**Exercises to complete:**
**a)** In the CUDA unused-memory text, what kind of memory does the --track-unused-memory option not work for?
**b)** Rewrite the paragraph of the CUDA unused-memory text that begins "This basic code example" as a short bulleted list that keeps its main facts.
**c)** Carry on the CUDA unused-memory text, starting right after its final sentence.

**Source text:**
This basic code example will reveal the potential error. It is initializing an array, but the number of threads and the number of blocks are hard-coded. The execution configuration <<< … >>> launches a grid of eight threads while the dataset has 10 elements. The last two elements go unused.

Check this using the track-unused-memory option. The required syntax depends on the CUDA version in use. For versions before 12.3, supply an argument yes using the following code example:

--track-unused-memory yes ;

Beginning with version 12.3, you don’t have to supply an argument:

$ nvcc -o unused -lineinfo unused.cu
$ compute-sanitizer --tool initcheck --track-unused-memory ./unused
========= COMPUTE-SANITIZER
=========  Unused memory in allocation 0x7fe0a7200000 of size 40 bytes
=========     Not written 8 bytes at offset 0x20 (0x7fe0a7200020)
=========     20% of allocation were unused.
=========
========= ERROR SUMMARY: 1 error

Clearly, track-unused-memory indicates that the array of 40 bytes (10 x 4 byte floats) includes 8 bytes that were not written to. Use the array address (the first long 0x… number) and the offset (0 x 20, which is 32 in decimal, so 32 bytes or 8 floats along) to see which bytes were unused. As expected, floats 9 and 10 in the array were not used.

To fix this, use N to define numBlocks:

const int numBlocks = (N + numThreadsPerBlock - 1) / numThreadsPerBlock;

The --track-unused-memory option is designed to work for device memory assigned with cudaMalloc. The feature doesn’t work for unified memory (cudaMallocManaged allocated memory, for example).

**Extracted data:**
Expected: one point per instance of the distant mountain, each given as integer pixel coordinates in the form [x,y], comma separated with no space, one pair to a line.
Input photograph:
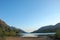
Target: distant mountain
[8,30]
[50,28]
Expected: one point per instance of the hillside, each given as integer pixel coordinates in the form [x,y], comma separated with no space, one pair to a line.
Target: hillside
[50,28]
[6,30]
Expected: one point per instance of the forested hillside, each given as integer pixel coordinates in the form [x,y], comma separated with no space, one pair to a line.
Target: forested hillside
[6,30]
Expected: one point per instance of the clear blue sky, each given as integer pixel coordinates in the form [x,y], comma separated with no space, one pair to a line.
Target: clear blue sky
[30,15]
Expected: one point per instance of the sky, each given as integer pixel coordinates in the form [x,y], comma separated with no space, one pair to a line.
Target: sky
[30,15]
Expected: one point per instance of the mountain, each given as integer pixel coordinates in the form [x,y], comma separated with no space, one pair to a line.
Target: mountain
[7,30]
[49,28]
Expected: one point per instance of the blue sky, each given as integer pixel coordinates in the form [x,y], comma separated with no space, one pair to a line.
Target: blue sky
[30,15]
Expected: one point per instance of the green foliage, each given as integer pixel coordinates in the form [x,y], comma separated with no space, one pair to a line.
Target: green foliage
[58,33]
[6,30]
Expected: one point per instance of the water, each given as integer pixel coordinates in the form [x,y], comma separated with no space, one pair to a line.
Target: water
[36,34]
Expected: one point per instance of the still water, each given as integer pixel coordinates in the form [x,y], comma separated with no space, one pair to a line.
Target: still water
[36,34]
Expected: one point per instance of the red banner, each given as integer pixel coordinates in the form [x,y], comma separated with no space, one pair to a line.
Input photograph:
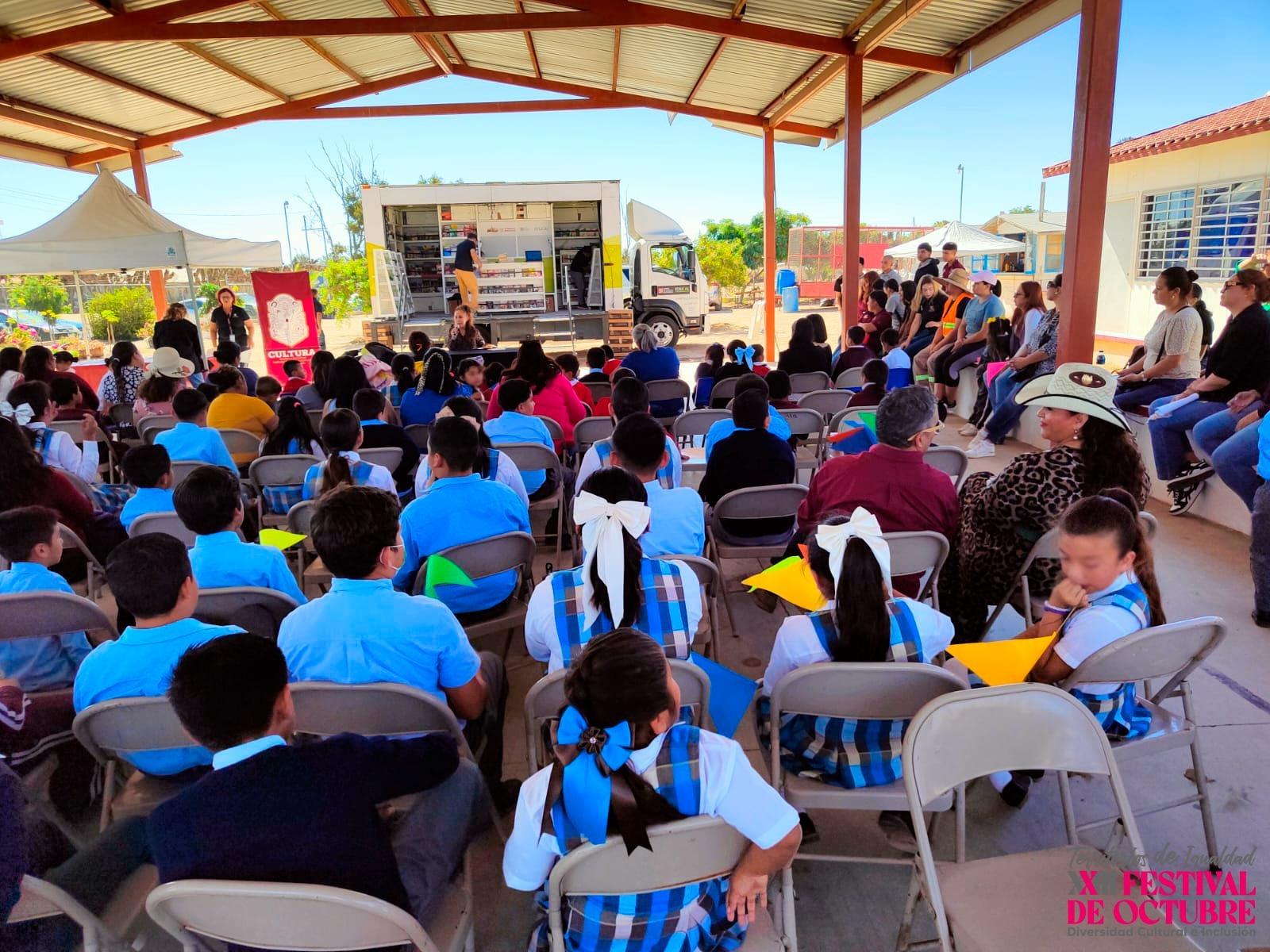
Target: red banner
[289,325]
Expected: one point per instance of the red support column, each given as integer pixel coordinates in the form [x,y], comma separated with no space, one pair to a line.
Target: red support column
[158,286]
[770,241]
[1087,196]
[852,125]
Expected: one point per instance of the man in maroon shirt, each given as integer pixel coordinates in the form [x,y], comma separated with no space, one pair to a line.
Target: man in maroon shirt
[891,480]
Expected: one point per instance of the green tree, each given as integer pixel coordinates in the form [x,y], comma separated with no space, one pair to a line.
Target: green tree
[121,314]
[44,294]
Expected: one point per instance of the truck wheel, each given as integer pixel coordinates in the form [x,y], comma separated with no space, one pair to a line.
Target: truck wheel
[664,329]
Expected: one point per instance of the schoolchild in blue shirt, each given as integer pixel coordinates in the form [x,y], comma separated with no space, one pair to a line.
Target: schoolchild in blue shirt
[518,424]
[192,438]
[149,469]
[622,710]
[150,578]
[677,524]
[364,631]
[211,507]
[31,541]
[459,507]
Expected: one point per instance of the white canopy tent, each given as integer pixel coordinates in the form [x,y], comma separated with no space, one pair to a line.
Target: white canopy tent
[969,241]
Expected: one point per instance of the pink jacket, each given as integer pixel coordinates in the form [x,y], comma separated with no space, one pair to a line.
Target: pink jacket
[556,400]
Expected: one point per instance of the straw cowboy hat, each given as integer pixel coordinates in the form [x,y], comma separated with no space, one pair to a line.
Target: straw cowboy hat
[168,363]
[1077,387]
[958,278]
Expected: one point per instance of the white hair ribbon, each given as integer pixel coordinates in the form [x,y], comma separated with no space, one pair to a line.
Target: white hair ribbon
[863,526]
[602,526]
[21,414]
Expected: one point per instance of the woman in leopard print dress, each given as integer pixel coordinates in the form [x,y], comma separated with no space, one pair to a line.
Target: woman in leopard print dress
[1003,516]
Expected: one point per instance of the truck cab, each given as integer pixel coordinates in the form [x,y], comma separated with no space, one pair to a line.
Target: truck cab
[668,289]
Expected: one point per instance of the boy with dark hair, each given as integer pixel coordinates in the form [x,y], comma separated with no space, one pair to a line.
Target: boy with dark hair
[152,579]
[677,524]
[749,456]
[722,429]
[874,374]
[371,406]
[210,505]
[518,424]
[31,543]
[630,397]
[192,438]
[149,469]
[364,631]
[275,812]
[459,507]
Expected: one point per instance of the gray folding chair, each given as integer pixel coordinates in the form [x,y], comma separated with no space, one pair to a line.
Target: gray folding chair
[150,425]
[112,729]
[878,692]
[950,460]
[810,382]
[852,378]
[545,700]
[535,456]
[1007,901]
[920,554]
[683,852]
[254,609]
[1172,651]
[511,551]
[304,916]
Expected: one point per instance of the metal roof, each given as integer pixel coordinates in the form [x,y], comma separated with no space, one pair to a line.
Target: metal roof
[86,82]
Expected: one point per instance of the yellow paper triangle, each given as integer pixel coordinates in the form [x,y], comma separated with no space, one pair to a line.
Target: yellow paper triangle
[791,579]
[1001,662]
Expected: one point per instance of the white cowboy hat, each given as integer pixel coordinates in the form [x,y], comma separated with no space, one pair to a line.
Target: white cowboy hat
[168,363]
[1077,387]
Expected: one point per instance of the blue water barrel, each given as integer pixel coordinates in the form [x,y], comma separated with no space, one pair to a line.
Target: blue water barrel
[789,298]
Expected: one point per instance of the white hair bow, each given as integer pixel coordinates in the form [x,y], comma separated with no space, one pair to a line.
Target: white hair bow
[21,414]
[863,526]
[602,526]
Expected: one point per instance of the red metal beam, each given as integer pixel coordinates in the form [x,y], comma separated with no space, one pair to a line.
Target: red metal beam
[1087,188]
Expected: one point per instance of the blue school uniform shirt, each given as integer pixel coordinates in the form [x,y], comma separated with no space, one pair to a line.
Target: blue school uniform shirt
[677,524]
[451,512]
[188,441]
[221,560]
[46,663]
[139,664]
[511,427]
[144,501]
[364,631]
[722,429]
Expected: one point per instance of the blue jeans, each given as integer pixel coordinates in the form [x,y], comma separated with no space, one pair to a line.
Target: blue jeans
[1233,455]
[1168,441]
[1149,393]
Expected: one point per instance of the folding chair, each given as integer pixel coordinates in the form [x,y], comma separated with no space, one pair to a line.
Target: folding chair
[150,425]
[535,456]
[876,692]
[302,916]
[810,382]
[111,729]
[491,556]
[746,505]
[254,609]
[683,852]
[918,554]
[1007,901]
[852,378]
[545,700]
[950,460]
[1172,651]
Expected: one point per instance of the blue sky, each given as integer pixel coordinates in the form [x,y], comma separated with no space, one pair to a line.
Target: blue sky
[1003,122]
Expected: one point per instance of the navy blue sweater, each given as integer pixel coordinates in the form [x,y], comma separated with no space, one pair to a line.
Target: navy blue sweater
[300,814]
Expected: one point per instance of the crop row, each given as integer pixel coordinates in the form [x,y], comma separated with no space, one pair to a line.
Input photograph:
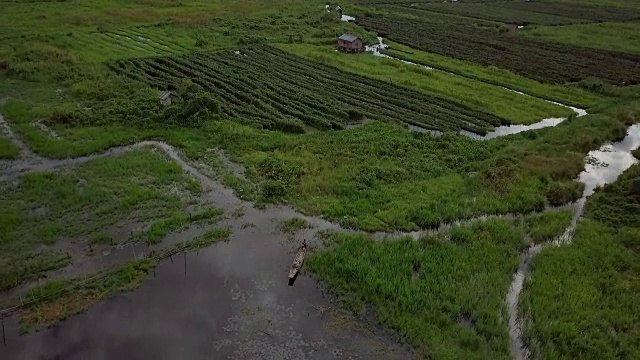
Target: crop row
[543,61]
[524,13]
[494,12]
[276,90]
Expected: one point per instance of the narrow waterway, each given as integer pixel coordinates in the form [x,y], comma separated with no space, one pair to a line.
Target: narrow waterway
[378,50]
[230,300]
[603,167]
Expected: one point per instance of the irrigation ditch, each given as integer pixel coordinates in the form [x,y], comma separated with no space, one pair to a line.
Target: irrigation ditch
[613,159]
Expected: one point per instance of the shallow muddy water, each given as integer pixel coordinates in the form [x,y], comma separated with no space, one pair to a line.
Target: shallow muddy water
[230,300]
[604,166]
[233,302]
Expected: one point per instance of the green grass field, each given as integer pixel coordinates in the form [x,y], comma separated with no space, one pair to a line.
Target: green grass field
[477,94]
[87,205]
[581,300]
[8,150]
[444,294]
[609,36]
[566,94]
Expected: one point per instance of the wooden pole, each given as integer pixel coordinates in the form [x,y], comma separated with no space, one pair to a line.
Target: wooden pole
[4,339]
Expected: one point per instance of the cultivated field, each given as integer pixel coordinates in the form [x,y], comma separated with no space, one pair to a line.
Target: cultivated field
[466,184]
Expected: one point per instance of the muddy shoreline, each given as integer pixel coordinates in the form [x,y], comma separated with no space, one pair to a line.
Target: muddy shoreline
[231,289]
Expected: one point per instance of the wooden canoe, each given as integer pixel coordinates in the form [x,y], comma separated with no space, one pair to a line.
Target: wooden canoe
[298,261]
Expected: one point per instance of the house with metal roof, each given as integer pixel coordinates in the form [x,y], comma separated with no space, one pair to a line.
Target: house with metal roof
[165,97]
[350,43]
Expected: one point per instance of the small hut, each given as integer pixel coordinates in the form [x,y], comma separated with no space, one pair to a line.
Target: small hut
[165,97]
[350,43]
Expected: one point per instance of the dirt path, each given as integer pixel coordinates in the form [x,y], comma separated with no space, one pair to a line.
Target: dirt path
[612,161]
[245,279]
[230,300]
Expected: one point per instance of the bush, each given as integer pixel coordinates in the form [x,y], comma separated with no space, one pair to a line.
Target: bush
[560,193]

**Responses in order:**
**a)** It does not work for unified memory, such as memory allocated with cudaMallocManaged.

**b)**
- The basic code example initializes an array, with the number of threads and blocks hard-coded.
- Its execution configuration launches a grid of eight threads, but the dataset has 10 elements.
- As a result, the last two elements go unused.

**c)**
Synchronization checking

The capability to synchronize threads at a variety of levels beyond just block and warp is a powerful CUDA feature, enabled by the Cooperative Groups programming model. Cooperative Groups has device code APIs for defining, partitioning, and synchronizing groups of threads, giving much more flexibility and control compared to the standard syncthreads function, which synchronizes all the threads in a block. For more information, see Cooperative Groups: Flexible CUDA Thread Programming.

Yet, this capability comes with greater opportunities to introduce bugs. This is where synccheck can help to identify and resolve synchronization errors in CUDA code. synccheck can identify whether a CUDA application is correctly using synchronization primitives and their Cooperative Groups API counterparts.

One interesting use of synchronization is the application of a mask to a warp of threads. Set up the warp so that some threads are true and others are false, enabling each thread to individually perform different operations depending on that property. For more information, see Using CUDA Warp-Level Primitives.

A useful function to help with this is __ballot_sync defined as the following:

unsigned int __ballot_sync(unsigned int mask, int predicate);
  • mask is an initial mask, typically created with all bits set to 1, representing that all threads in the warp are initially active.
  • predicate is a condition evaluated by each thread, where predicate evaluates to either true (non-zero) or false (zero) for each thread.

The ballot function evaluates the predicate for each thread in the warp, and returns a mask representing the outcome for that thread. It also provides a synchronization point. All threads in the warp must reach this __ballot_sync before any of them can proceed further. 

For example, set up a mask where even threads in the warp are true and odd threads are false:

__ballot_sync(0xffffffff, threadID % 2 == 0);

The initial mask 0xffffff is a hexadecimal representation and evaluates to 11111111111111111111111111111111 in binary. This ensures that all 32 threads are involved in the ballot. 

The outcome of the ballot is a mask, 0xaaaaaaaa, which in binary is 10101010101010101010101010101010. The even threads (thread ID 0, 2, 4 …) are set to true, and odd threads are set to false. 

The ballot is often used in conjunction with __syncwarp, which can synchronize threads in a warp based on the mask provided.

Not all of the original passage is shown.